- Task objective
Gather every line of the data below that contains the string "blue", treating uppercase and lowercase as different.

(Stored data)
────────
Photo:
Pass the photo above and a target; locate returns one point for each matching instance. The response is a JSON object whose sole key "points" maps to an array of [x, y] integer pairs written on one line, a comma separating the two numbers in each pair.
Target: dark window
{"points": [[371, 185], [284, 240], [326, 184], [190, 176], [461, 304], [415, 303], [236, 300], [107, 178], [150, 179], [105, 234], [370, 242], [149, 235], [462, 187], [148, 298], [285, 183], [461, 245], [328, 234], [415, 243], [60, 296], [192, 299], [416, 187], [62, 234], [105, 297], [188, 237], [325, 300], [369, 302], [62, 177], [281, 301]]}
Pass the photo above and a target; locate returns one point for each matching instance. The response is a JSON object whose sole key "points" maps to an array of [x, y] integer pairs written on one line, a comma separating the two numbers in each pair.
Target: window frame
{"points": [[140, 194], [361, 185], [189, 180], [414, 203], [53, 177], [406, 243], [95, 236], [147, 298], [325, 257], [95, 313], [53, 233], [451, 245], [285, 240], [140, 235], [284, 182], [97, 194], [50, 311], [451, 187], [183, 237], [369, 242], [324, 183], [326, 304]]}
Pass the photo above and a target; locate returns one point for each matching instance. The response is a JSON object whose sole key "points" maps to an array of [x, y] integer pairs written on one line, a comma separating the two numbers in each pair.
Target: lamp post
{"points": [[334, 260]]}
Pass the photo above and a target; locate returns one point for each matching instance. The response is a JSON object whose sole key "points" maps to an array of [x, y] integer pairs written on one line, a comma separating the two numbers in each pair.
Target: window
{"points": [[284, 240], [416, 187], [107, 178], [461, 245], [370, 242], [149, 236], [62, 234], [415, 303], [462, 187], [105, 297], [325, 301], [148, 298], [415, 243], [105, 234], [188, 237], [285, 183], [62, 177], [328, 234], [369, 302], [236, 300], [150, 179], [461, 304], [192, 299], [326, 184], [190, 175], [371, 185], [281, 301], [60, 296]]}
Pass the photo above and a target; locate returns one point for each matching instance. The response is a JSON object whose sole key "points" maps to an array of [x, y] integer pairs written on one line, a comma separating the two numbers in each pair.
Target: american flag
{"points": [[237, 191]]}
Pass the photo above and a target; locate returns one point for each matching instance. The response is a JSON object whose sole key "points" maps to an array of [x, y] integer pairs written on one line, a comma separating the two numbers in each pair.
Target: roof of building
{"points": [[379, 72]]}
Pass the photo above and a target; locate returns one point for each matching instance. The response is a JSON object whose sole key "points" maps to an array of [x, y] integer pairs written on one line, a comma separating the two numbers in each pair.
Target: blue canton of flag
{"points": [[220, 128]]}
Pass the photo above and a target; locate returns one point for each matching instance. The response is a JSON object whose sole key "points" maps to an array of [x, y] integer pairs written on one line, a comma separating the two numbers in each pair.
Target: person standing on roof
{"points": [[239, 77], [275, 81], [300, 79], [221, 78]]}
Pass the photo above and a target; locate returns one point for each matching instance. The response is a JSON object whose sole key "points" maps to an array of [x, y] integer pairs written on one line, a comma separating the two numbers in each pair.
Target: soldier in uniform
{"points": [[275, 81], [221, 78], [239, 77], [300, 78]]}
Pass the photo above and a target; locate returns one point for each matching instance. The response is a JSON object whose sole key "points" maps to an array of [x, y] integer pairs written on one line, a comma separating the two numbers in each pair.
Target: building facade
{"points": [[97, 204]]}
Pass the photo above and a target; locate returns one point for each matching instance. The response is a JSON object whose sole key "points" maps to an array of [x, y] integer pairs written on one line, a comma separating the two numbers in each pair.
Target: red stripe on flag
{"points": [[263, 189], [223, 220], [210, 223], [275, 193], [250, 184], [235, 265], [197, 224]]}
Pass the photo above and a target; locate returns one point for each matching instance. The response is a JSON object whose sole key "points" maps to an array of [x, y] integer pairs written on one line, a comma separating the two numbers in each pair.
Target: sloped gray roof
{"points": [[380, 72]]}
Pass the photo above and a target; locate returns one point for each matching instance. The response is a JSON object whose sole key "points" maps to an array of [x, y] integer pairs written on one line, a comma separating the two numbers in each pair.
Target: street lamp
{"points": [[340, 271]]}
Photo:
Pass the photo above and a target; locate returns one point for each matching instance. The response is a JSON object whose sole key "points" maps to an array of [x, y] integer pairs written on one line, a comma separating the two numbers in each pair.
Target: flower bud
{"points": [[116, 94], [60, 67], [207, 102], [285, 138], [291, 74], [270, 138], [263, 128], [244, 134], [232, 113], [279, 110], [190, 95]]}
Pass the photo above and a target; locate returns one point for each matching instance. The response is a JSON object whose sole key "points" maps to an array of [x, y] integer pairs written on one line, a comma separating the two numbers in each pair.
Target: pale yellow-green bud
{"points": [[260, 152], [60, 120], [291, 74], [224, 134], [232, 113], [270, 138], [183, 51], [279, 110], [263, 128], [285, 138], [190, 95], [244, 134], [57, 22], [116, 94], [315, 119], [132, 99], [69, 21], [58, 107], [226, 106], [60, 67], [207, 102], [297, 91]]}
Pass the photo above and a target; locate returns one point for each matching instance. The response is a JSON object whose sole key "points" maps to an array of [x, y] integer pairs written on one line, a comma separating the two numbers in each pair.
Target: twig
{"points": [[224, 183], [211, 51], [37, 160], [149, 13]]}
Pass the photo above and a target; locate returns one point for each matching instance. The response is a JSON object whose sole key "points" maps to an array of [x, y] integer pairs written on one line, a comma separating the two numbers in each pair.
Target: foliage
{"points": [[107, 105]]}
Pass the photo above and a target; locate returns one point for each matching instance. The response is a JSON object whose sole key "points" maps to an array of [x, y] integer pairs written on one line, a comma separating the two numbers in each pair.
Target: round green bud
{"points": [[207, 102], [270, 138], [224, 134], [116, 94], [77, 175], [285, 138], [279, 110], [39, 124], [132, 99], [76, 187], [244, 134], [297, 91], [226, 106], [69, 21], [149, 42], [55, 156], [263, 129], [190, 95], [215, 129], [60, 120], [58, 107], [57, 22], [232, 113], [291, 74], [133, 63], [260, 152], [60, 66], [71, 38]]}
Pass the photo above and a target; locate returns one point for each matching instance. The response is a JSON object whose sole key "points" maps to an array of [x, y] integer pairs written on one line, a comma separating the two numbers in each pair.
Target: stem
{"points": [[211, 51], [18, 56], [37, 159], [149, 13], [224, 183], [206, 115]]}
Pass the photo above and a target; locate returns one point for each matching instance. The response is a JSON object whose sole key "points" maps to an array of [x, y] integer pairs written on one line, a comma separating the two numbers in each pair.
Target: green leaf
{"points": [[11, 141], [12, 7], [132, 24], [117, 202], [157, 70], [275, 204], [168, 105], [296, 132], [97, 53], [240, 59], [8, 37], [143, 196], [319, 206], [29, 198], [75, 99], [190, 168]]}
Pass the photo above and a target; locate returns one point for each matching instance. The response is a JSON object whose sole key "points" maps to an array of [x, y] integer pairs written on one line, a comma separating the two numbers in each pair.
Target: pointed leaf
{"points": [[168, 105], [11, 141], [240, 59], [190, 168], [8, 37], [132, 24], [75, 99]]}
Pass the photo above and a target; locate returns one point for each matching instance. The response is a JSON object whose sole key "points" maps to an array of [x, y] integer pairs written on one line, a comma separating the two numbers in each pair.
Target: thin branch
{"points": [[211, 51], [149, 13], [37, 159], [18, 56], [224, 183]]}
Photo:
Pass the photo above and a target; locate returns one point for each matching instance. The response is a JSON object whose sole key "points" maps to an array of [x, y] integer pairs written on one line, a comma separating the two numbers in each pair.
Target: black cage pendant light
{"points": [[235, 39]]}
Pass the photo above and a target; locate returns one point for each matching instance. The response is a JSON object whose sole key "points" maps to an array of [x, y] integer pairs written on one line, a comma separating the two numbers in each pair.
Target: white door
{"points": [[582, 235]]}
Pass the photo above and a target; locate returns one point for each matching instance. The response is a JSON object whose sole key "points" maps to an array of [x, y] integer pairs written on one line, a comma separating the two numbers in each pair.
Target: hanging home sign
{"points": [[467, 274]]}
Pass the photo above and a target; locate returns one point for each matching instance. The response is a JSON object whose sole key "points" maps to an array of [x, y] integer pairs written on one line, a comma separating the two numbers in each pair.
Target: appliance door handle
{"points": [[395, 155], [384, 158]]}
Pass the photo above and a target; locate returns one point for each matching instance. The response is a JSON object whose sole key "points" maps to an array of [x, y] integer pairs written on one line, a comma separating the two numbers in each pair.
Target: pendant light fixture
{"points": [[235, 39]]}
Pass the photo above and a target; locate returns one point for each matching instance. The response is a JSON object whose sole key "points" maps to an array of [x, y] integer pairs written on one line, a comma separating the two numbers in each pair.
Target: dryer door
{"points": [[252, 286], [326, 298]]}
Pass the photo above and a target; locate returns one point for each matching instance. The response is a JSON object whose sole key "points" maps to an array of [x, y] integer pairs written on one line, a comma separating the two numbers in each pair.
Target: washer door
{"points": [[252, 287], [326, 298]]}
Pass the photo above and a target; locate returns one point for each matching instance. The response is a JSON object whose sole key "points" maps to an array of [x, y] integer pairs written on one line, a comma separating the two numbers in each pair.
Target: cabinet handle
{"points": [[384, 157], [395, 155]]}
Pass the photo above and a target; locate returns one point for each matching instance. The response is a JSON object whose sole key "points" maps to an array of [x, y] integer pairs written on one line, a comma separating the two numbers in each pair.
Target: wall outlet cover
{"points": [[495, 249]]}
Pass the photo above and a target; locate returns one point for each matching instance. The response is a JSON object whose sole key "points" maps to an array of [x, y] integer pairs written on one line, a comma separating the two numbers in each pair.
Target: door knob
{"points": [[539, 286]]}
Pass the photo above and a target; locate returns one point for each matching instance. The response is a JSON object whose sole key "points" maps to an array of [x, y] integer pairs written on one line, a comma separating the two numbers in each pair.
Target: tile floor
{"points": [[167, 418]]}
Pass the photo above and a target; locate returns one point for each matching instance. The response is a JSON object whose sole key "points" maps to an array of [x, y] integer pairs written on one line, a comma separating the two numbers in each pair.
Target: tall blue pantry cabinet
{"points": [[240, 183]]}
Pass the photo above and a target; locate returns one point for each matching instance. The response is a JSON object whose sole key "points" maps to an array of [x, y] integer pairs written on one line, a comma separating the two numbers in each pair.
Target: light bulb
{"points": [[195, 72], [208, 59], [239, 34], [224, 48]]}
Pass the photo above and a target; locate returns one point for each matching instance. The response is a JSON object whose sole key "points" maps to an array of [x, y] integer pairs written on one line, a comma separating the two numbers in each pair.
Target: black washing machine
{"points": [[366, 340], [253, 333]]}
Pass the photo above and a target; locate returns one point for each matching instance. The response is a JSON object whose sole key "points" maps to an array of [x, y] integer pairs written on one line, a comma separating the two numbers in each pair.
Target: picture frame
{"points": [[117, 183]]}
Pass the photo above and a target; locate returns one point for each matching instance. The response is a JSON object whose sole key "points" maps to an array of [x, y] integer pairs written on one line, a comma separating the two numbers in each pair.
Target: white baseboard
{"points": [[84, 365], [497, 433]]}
────────
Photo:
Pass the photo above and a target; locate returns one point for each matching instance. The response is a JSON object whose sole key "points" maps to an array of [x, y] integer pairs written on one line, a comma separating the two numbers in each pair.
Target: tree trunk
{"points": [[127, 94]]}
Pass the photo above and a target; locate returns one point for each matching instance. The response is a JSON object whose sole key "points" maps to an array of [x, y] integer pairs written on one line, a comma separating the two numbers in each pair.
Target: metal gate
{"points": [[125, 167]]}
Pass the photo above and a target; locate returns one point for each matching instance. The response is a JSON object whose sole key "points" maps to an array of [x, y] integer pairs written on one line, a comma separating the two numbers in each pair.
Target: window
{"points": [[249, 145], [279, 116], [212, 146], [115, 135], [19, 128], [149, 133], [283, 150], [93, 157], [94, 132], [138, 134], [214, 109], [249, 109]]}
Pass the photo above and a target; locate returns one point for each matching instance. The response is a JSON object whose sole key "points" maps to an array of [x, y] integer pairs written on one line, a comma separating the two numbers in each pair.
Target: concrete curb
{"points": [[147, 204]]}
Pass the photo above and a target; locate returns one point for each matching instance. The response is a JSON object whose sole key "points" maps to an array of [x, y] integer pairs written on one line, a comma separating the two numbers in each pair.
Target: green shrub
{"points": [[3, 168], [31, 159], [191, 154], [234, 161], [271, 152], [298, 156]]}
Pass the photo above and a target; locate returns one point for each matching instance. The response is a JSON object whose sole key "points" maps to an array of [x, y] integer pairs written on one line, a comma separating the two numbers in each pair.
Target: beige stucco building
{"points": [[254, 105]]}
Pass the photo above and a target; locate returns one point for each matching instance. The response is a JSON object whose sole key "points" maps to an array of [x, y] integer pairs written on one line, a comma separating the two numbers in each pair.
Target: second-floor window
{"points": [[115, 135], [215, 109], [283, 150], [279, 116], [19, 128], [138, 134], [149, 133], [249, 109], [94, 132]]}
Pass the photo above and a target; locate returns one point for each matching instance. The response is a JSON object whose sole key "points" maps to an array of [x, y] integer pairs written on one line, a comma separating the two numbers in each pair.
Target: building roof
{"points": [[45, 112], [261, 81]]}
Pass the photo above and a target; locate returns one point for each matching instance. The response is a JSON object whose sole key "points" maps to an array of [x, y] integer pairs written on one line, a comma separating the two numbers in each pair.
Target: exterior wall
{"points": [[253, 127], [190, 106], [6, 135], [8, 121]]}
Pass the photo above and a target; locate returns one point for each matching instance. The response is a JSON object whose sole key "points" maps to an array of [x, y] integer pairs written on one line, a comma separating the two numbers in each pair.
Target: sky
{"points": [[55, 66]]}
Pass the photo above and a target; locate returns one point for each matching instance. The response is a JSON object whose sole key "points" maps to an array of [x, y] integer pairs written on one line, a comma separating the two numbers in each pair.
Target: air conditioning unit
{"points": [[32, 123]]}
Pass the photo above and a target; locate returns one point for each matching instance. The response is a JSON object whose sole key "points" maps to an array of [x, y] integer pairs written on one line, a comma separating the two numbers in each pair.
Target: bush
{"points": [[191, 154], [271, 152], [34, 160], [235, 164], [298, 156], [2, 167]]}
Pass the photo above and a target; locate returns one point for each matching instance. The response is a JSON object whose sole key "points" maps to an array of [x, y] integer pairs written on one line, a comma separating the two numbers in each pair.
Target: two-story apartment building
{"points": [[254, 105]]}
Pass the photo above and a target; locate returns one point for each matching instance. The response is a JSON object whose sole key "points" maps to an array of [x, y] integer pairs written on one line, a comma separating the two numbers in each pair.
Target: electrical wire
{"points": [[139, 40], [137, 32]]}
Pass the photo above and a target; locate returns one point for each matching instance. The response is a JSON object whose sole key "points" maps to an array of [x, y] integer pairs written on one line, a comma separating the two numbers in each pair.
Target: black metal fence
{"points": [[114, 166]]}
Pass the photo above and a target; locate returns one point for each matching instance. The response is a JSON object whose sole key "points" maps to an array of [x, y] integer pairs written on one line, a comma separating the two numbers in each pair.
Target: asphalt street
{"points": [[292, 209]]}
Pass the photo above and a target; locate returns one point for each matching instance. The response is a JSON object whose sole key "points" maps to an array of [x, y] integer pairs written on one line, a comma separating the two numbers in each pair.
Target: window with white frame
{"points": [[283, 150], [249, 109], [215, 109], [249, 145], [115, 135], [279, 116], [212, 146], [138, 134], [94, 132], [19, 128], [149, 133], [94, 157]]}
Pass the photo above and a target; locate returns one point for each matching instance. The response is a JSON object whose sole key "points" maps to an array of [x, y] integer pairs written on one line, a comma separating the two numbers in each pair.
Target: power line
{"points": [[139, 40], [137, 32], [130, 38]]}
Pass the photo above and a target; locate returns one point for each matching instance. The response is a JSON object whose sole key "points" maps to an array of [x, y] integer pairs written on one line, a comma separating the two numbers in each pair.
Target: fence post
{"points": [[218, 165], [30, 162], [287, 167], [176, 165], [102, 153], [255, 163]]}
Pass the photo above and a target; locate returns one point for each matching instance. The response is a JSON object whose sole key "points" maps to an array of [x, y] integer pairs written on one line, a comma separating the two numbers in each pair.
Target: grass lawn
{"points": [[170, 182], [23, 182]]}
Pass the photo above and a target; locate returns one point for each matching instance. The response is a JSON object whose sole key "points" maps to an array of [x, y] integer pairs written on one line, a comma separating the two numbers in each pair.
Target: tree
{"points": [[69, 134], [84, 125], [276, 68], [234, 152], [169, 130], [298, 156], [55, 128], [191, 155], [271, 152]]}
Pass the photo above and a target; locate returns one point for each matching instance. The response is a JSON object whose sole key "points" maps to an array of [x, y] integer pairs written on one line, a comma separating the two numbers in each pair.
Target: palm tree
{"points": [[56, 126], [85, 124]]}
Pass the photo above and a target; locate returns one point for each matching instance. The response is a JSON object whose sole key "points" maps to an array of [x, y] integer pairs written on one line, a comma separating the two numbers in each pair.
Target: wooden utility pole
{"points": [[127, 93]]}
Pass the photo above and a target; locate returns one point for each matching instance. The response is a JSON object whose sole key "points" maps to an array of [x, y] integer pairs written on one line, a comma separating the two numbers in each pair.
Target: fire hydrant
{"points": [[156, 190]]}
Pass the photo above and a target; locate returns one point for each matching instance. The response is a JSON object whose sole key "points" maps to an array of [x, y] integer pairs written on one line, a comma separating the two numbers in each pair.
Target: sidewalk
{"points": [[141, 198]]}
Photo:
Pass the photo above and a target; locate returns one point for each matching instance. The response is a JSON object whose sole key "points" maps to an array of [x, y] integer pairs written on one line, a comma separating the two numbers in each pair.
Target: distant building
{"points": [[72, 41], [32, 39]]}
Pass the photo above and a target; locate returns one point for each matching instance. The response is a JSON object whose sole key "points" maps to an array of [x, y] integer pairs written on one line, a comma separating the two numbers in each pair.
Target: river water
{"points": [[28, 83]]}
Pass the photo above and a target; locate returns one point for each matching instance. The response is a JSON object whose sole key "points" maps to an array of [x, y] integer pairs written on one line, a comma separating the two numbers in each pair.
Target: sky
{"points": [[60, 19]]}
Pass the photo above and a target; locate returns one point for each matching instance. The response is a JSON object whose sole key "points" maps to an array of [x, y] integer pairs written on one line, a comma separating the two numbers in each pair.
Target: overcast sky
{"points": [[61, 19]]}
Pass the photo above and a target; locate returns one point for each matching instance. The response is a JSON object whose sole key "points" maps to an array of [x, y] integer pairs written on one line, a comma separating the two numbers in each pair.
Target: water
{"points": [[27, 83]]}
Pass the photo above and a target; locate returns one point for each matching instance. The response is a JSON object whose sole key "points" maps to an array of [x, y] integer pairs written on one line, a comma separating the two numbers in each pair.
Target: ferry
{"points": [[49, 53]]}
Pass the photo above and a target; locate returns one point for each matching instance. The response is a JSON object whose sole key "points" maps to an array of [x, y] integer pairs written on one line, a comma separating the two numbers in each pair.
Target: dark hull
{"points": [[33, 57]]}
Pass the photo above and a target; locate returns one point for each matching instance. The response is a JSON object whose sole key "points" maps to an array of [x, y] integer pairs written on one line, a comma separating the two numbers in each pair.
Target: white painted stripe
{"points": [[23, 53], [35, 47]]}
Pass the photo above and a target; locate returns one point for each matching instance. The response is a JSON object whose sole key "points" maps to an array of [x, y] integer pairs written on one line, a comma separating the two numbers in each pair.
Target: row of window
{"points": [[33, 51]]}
────────
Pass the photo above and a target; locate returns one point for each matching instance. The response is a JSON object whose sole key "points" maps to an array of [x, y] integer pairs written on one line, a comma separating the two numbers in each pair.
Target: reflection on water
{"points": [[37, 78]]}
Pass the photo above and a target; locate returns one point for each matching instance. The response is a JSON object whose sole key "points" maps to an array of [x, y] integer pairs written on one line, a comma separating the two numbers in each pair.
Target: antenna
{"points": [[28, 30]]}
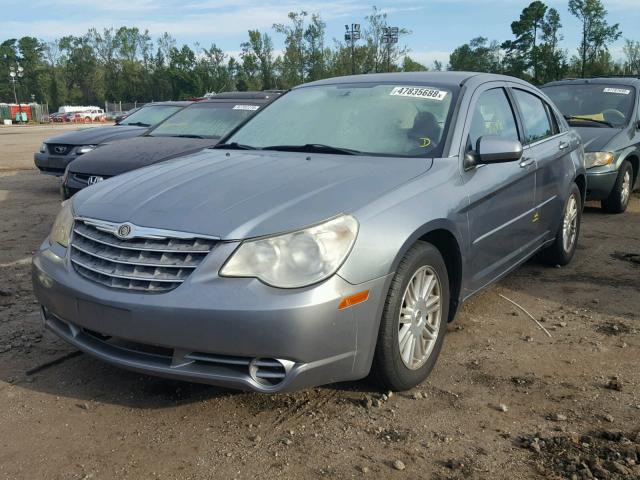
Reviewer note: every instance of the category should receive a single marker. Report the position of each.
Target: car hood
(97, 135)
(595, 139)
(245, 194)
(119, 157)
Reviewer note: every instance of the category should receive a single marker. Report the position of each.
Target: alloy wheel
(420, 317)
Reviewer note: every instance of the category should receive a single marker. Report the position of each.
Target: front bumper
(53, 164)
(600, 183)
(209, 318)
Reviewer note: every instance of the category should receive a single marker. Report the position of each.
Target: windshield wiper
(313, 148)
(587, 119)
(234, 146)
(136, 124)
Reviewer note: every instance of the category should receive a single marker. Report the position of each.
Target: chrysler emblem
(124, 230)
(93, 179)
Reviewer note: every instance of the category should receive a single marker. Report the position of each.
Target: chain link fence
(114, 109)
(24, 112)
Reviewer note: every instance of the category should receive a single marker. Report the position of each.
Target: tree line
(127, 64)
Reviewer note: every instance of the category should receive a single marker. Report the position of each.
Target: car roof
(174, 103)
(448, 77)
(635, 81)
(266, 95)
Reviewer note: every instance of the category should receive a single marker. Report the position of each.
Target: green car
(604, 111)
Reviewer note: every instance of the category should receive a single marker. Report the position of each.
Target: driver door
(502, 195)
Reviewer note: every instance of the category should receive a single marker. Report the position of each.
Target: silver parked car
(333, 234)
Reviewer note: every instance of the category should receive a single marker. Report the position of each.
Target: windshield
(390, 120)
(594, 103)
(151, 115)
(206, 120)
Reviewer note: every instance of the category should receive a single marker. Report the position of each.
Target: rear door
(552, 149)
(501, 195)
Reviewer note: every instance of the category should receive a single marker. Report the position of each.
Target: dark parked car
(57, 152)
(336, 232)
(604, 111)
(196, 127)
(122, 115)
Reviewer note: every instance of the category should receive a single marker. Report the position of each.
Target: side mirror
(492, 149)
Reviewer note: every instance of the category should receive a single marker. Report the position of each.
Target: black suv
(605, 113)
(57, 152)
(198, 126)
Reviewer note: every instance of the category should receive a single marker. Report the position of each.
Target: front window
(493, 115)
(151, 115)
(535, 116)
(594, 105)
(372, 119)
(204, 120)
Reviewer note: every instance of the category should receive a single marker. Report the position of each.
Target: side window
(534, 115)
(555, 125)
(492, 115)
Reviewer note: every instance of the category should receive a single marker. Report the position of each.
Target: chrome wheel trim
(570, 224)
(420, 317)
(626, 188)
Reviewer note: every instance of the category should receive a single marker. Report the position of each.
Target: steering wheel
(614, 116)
────────
- Correct answer
Target: blue canton of flag
Target: tall blue pantry cabinet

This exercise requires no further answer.